Provided text:
In most applicatoins it is assumed that software failure can be described as a non-homogeneous Poisson process.  This means that software failures occur at statistically independent and expoenentially distributed inter-arrival times, but that the failure intensity varies with time.  Generally, a decreasing failure intensity is assumed, which means that the models assume that errors, once they are found, are-effectively removed, at least without introduction of new bugs.  The major objective of SRE is to determine the form of the failure intensity function and to estimate its parameters from observed failure data.  Once the failure intensity function and to has been determined, several reliability measures can be derived such as:
- cumulative number of failures;
- number of remaining failures;
- time to next failure;
- residual test time (until acceptance); and
- maximum number of failure (with respect to the lifetime)

Other approaches take into account the software architecture as funcational modules and model first their interaction and execution behaviour, e.g., by Markov processes.  In a second step, data are sampled and evaluated for the modules.  

A.2.4.3 Key Elements
- Define the relevant reliability measures and objectives.  
- Define the software reliabilty model to be used.  
- Sample failure data.  
- Validate the model.  
- Predict reliability measures from the data.  

A.2.4.4 Benefits
- Software can be included in reliability predictions.
- Objective test end criteria can be defined and controlled.  

A.2.4.5 Limitations
- Collection of software reliability data can be difficult.  The results are only as good as the data collected.  
- There exist a variety of approaches, but no standard has yet been set for the approach or for the failure intensity functions.  There is a temptation to select the model to which the data fit best instead of selecting the model as a priori.  
- The theoretical foundation for the non-homogeneous Poisson process is much weaker than in the case of hardware reliability prediction.

Objective: According to the software reliability text, what is the major objective of SRE?

[Source data]
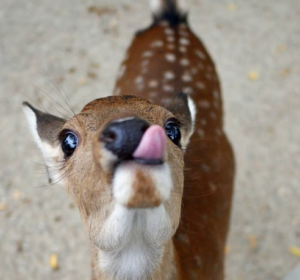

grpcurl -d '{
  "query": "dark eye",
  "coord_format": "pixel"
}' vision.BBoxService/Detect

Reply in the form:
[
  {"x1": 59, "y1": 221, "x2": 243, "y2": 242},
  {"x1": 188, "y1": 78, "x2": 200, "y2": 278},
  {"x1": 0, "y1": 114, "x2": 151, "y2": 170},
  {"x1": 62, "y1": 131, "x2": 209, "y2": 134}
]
[
  {"x1": 61, "y1": 131, "x2": 78, "y2": 157},
  {"x1": 165, "y1": 121, "x2": 181, "y2": 146}
]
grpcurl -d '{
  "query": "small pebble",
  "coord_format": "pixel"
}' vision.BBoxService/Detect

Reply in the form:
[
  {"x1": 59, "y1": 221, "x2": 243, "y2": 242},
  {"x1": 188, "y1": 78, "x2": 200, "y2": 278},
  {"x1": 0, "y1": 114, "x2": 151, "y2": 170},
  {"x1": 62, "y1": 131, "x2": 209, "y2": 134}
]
[{"x1": 248, "y1": 70, "x2": 259, "y2": 81}]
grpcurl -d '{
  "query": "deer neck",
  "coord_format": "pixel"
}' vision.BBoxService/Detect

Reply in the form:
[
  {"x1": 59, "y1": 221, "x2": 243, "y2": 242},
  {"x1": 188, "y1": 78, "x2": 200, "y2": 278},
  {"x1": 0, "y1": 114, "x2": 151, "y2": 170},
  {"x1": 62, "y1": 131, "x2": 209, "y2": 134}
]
[{"x1": 92, "y1": 207, "x2": 177, "y2": 280}]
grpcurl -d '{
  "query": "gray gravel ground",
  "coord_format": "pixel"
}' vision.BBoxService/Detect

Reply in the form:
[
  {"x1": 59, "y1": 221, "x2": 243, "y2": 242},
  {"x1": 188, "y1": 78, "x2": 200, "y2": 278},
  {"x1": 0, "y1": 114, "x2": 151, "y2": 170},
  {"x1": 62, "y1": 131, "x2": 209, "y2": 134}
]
[{"x1": 0, "y1": 0, "x2": 300, "y2": 280}]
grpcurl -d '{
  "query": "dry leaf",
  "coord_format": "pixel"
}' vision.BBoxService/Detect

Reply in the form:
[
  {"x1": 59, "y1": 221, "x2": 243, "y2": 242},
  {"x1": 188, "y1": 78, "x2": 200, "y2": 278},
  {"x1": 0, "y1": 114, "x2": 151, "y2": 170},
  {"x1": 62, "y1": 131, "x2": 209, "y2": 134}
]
[{"x1": 49, "y1": 254, "x2": 59, "y2": 270}]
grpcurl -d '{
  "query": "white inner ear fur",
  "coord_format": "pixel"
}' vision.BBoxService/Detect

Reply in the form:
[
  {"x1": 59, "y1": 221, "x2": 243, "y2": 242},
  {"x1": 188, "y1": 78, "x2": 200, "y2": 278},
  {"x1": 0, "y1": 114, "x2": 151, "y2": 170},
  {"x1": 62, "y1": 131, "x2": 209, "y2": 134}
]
[
  {"x1": 98, "y1": 203, "x2": 172, "y2": 280},
  {"x1": 182, "y1": 96, "x2": 197, "y2": 150},
  {"x1": 23, "y1": 106, "x2": 63, "y2": 183}
]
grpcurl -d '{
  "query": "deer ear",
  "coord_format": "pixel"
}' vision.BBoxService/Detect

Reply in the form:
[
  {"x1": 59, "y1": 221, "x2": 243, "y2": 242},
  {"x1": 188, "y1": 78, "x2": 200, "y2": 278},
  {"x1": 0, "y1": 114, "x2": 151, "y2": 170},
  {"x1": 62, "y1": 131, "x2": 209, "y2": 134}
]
[
  {"x1": 23, "y1": 102, "x2": 66, "y2": 184},
  {"x1": 164, "y1": 92, "x2": 197, "y2": 149}
]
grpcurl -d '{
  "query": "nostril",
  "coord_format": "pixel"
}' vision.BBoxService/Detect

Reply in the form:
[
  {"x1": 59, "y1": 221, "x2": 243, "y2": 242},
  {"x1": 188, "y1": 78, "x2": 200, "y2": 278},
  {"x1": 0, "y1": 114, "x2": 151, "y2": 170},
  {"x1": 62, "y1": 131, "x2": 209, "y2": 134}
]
[
  {"x1": 99, "y1": 118, "x2": 149, "y2": 159},
  {"x1": 100, "y1": 130, "x2": 117, "y2": 143}
]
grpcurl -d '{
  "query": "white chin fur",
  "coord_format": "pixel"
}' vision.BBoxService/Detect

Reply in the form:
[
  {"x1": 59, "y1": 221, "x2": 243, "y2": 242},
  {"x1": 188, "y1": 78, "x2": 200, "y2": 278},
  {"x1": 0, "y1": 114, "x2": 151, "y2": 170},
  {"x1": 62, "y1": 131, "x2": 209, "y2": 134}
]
[
  {"x1": 99, "y1": 204, "x2": 172, "y2": 280},
  {"x1": 113, "y1": 162, "x2": 173, "y2": 206}
]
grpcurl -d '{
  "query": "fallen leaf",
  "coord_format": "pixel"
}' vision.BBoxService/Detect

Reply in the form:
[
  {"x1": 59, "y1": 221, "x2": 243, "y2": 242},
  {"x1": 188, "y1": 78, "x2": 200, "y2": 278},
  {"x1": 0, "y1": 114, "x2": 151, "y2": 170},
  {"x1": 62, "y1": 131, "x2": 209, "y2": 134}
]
[
  {"x1": 248, "y1": 70, "x2": 259, "y2": 81},
  {"x1": 49, "y1": 254, "x2": 59, "y2": 270}
]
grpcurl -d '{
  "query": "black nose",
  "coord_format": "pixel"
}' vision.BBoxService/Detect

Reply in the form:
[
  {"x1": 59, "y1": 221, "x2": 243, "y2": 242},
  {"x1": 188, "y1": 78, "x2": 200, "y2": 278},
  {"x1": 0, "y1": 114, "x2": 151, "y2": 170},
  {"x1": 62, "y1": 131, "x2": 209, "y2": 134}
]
[{"x1": 100, "y1": 117, "x2": 149, "y2": 159}]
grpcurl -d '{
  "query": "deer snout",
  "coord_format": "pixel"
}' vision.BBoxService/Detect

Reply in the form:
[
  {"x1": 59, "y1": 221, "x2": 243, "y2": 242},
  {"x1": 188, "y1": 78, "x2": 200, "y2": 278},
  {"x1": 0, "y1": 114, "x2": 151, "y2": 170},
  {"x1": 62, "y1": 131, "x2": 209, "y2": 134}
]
[
  {"x1": 100, "y1": 117, "x2": 166, "y2": 164},
  {"x1": 100, "y1": 117, "x2": 149, "y2": 159}
]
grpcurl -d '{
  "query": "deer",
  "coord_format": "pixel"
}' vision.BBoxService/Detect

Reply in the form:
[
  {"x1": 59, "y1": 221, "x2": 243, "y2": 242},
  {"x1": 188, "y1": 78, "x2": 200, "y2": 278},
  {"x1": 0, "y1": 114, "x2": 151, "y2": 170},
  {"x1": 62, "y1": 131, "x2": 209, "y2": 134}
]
[{"x1": 23, "y1": 0, "x2": 235, "y2": 280}]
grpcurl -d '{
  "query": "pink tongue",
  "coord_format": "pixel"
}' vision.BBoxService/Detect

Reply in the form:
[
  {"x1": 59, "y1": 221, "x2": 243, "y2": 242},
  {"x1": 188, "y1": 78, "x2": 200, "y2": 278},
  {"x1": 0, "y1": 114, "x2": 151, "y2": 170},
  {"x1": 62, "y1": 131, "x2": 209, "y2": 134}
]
[{"x1": 133, "y1": 125, "x2": 166, "y2": 159}]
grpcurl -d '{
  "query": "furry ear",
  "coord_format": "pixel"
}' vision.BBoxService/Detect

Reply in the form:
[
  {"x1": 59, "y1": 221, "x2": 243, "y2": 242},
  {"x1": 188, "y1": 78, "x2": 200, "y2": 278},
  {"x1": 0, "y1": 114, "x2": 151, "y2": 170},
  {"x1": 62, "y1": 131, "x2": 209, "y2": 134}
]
[{"x1": 23, "y1": 102, "x2": 66, "y2": 184}]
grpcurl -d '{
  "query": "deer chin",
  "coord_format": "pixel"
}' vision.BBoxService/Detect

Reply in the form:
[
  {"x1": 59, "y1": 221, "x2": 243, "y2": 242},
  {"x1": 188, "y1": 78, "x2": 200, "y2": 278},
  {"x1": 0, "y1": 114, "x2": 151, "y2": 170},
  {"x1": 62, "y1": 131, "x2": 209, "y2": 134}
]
[{"x1": 112, "y1": 161, "x2": 173, "y2": 208}]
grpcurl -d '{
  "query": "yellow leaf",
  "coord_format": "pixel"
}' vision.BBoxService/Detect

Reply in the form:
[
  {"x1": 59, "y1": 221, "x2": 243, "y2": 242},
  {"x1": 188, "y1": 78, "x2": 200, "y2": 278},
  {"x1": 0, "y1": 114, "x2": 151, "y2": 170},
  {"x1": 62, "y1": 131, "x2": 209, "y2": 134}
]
[
  {"x1": 289, "y1": 246, "x2": 300, "y2": 258},
  {"x1": 248, "y1": 71, "x2": 259, "y2": 81},
  {"x1": 49, "y1": 254, "x2": 59, "y2": 270}
]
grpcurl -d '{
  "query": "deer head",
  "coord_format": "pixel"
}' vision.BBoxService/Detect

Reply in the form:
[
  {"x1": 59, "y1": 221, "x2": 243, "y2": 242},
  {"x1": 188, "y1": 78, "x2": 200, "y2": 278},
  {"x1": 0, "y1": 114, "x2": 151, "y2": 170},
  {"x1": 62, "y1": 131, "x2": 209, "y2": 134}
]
[{"x1": 24, "y1": 92, "x2": 192, "y2": 279}]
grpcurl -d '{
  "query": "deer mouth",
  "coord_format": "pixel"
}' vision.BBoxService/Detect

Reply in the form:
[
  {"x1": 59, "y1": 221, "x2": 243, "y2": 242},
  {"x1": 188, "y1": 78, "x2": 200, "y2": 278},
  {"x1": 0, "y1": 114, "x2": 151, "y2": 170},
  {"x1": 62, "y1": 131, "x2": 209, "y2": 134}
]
[{"x1": 112, "y1": 159, "x2": 173, "y2": 208}]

Task response: To determine the form of the failure intensity function and to estimate its parameters from observed failure data.